• [Exercise data]
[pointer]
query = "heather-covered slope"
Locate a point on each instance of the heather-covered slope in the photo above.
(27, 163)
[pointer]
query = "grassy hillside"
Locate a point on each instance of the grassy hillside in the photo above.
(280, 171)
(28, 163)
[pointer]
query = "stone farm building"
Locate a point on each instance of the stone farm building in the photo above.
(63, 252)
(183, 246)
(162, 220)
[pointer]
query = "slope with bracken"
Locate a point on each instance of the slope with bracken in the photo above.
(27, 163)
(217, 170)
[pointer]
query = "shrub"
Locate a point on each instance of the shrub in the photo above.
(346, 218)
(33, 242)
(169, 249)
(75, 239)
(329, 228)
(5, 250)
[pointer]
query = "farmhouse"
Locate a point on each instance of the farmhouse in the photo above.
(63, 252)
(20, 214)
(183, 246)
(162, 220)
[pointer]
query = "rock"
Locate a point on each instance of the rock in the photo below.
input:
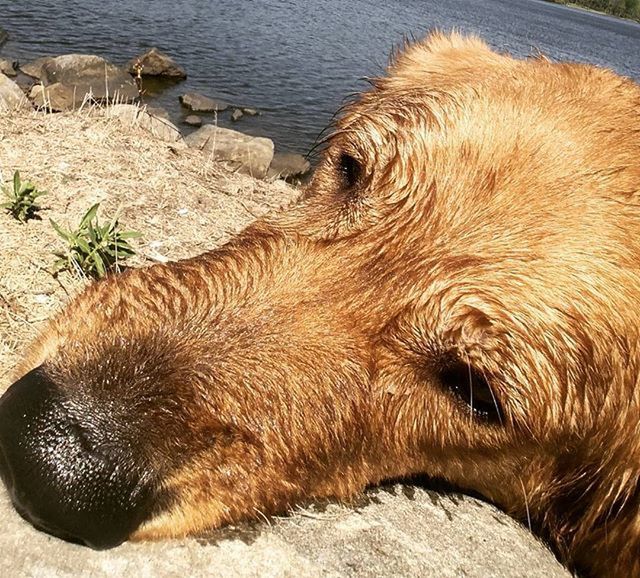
(7, 68)
(34, 68)
(193, 120)
(247, 154)
(159, 127)
(198, 103)
(155, 63)
(395, 531)
(158, 112)
(11, 97)
(288, 166)
(79, 75)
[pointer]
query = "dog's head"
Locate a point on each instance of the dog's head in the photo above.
(455, 294)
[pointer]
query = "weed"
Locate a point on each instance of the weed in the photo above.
(93, 250)
(22, 199)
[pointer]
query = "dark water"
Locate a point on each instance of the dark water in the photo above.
(297, 60)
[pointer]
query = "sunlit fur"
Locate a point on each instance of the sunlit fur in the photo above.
(495, 220)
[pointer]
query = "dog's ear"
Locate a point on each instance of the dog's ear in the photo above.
(442, 60)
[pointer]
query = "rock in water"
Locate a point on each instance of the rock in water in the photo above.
(11, 97)
(193, 120)
(247, 154)
(199, 103)
(7, 67)
(158, 64)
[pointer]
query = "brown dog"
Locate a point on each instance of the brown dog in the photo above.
(457, 295)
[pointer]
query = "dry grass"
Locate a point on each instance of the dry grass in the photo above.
(182, 202)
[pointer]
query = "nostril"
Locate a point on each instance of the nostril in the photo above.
(58, 479)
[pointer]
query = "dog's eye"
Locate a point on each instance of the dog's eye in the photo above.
(472, 388)
(350, 170)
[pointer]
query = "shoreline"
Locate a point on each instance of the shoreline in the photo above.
(590, 9)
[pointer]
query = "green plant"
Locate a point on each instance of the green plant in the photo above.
(93, 250)
(22, 199)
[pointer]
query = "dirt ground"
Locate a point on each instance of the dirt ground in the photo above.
(182, 202)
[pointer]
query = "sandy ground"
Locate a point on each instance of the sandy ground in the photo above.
(183, 204)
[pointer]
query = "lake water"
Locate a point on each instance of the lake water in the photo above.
(297, 60)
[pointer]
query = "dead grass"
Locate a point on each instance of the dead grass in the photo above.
(182, 202)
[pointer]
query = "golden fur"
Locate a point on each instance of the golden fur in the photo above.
(475, 217)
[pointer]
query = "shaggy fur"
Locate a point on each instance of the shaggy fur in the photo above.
(457, 295)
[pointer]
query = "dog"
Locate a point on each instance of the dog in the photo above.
(456, 294)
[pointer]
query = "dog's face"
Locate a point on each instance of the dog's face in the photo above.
(454, 295)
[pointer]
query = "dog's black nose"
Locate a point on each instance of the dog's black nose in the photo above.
(65, 474)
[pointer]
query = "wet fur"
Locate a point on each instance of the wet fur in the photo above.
(494, 220)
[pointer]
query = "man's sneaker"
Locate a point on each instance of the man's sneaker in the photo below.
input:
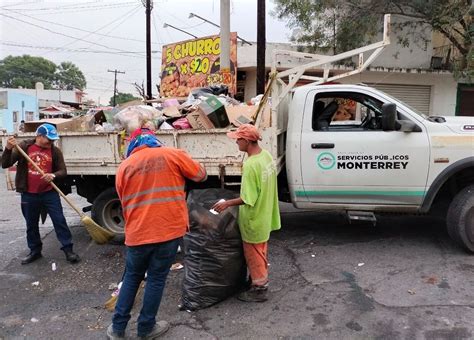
(111, 335)
(31, 257)
(71, 256)
(254, 294)
(159, 329)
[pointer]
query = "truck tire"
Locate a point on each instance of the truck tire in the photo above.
(107, 211)
(460, 218)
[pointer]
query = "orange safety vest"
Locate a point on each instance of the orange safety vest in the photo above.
(150, 185)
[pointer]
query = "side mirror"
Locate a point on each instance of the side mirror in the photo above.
(407, 126)
(389, 117)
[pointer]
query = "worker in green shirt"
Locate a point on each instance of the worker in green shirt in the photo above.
(258, 212)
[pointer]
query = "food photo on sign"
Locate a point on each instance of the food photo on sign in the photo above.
(195, 63)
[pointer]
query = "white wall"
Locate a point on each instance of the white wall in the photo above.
(443, 87)
(416, 55)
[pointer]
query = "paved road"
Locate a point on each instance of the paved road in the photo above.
(403, 279)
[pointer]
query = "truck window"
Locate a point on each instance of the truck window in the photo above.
(346, 111)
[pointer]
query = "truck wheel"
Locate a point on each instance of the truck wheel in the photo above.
(107, 211)
(460, 218)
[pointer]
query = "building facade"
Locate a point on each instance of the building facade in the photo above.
(412, 74)
(16, 107)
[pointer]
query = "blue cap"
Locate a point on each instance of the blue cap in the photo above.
(47, 130)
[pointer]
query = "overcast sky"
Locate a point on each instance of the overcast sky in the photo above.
(105, 35)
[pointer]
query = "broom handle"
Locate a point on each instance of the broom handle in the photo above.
(24, 154)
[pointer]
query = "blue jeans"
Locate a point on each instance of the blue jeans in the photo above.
(31, 205)
(155, 260)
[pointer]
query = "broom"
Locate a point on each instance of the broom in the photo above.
(98, 233)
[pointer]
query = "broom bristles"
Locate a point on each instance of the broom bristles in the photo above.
(98, 233)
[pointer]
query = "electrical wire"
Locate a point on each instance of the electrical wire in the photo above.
(75, 8)
(61, 49)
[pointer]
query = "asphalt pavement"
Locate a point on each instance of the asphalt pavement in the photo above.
(402, 279)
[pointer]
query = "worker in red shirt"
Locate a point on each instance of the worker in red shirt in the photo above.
(150, 184)
(36, 190)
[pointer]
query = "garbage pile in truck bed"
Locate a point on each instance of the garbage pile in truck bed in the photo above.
(204, 109)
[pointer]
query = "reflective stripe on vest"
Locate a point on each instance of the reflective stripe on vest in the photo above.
(150, 191)
(176, 198)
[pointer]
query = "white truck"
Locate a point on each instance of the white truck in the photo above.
(384, 157)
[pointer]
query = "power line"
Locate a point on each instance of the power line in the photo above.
(81, 50)
(75, 8)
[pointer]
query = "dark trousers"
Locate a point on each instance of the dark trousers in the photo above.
(31, 205)
(155, 260)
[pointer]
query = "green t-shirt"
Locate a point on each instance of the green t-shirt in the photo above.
(260, 214)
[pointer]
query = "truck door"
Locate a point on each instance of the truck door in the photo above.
(347, 158)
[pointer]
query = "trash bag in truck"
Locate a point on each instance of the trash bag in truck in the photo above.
(214, 264)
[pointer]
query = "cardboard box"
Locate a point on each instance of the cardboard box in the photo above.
(240, 114)
(61, 124)
(215, 111)
(198, 120)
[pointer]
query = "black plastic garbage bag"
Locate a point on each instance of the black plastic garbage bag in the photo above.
(214, 264)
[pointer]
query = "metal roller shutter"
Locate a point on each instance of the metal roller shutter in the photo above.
(418, 96)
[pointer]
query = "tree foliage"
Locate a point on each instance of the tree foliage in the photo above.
(26, 71)
(341, 25)
(121, 98)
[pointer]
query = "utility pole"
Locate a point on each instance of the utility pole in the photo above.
(148, 7)
(261, 43)
(115, 82)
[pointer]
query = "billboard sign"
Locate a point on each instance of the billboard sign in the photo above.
(196, 63)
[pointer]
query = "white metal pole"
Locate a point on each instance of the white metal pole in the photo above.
(225, 35)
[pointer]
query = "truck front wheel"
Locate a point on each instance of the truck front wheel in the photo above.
(460, 218)
(107, 211)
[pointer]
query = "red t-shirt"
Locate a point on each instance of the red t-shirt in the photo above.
(44, 159)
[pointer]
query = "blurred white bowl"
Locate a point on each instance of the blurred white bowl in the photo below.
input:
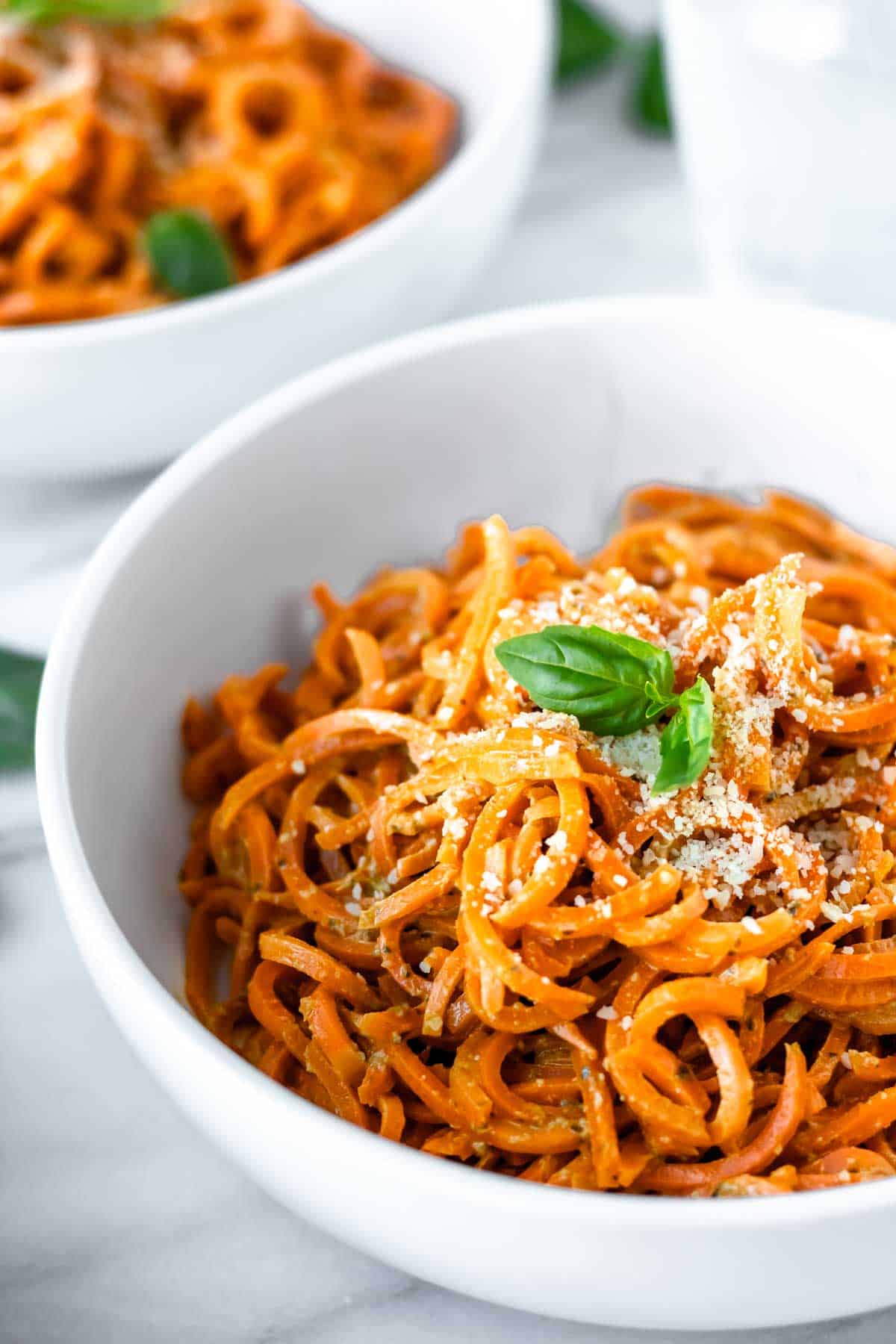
(546, 416)
(122, 393)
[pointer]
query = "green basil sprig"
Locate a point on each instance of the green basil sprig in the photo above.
(187, 255)
(92, 11)
(19, 685)
(590, 42)
(615, 685)
(687, 739)
(586, 40)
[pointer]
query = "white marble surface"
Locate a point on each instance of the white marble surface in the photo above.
(119, 1223)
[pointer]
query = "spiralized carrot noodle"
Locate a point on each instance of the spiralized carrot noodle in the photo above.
(287, 134)
(467, 924)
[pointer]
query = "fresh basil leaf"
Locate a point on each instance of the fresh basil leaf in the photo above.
(660, 700)
(187, 253)
(650, 96)
(19, 687)
(597, 675)
(588, 40)
(93, 11)
(687, 739)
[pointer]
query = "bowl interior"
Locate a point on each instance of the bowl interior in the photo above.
(546, 418)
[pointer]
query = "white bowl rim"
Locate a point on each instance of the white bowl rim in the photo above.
(99, 934)
(370, 240)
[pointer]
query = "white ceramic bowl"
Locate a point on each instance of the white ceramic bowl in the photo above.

• [Work required]
Show each line from the entries above that contains the string "shrub". Case matters.

• [Output for this exercise]
query = "shrub"
Locate a point on each instance of the shrub in the photo above.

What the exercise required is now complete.